• [Supplied text]:
********************
# ChiBombed with the "Poo" Platter



## The Professor (Jul 20, 2006)

I was on skype with chibnkr a little while back, and Mike starts gasping at my answers of "never had it" to half the cigars he mentioned. Instructing me to PM him my addy "or else," I reluctantly complied. He warned me on Tuesday that something may be hitting soon ... little did I know how fully my ass and some poo sticks would be handed to me on a platter. TEN sticks in all.

Frist five. I'm calling this bag "the appetizer" because it gets you ready for the shiznit in baggie #2. Here we see the following, all of which I can't wait to smoke (especially the RyJ):

1994 Punch SS #1
2006 CTO Pyramid
2006 SCdlH Oficios
2006 CTO Pyramid
1994 RyJ Corona










Baggie #1 is a a pretty serious bomb by any standards. That's not good enough for Mike, though. He wants to make sure that I'm totally burried, I think....

I call this baggie the "main course" and it's a doozie. Only way to describe these sticks: "poo."
********************
• [Problems and tasks]:
A) Can you sum up the cigar post in two sentences?
B) Reproduce the cigar post word for word, starting with "# ChiBombed with" and going on through "sticks in all.".
You won't need the lines that come after the cigar post.

• [Segmentation dataset excerpts]:
********************
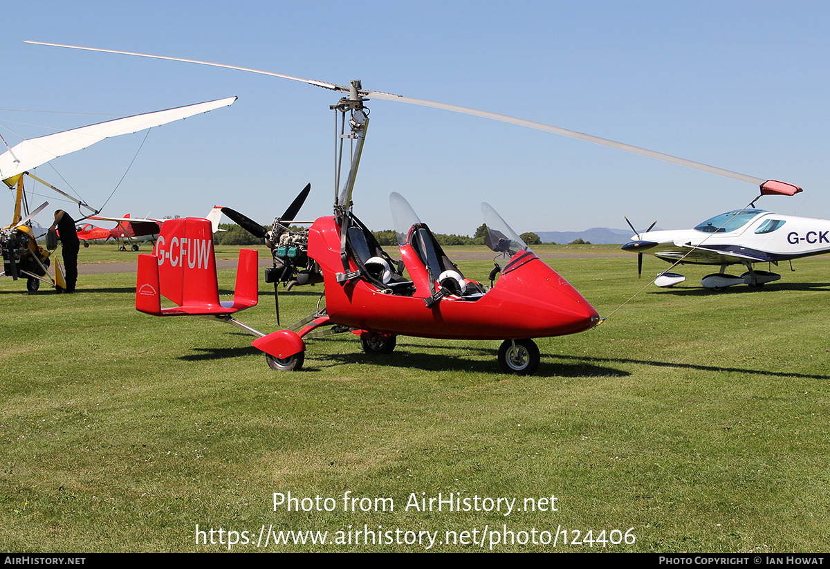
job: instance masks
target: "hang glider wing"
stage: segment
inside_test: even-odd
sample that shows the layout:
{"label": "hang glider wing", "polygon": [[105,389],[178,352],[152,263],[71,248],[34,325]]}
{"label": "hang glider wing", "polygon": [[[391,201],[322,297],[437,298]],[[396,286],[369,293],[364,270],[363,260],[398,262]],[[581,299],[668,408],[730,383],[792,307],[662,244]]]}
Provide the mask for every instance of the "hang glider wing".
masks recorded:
********************
• [Solution set]:
A) During a Skype chat with chibnkr, the writer admitted to never having had half the cigars mentioned and was told to send an address, after which ten cigars arrived. The first bag, called "the appetizer," held five sticks including a 1994 Punch SS #1 and a 1994 RyJ Corona, and the second bag is called the "main course."

B)
# ChiBombed with the "Poo" Platter



## The Professor (Jul 20, 2006)

I was on skype with chibnkr a little while back, and Mike starts gasping at my answers of "never had it" to half the cigars he mentioned. Instructing me to PM him my addy "or else," I reluctantly complied. He warned me on Tuesday that something may be hitting soon ... little did I know how fully my ass and some poo sticks would be handed to me on a platter. TEN sticks in all.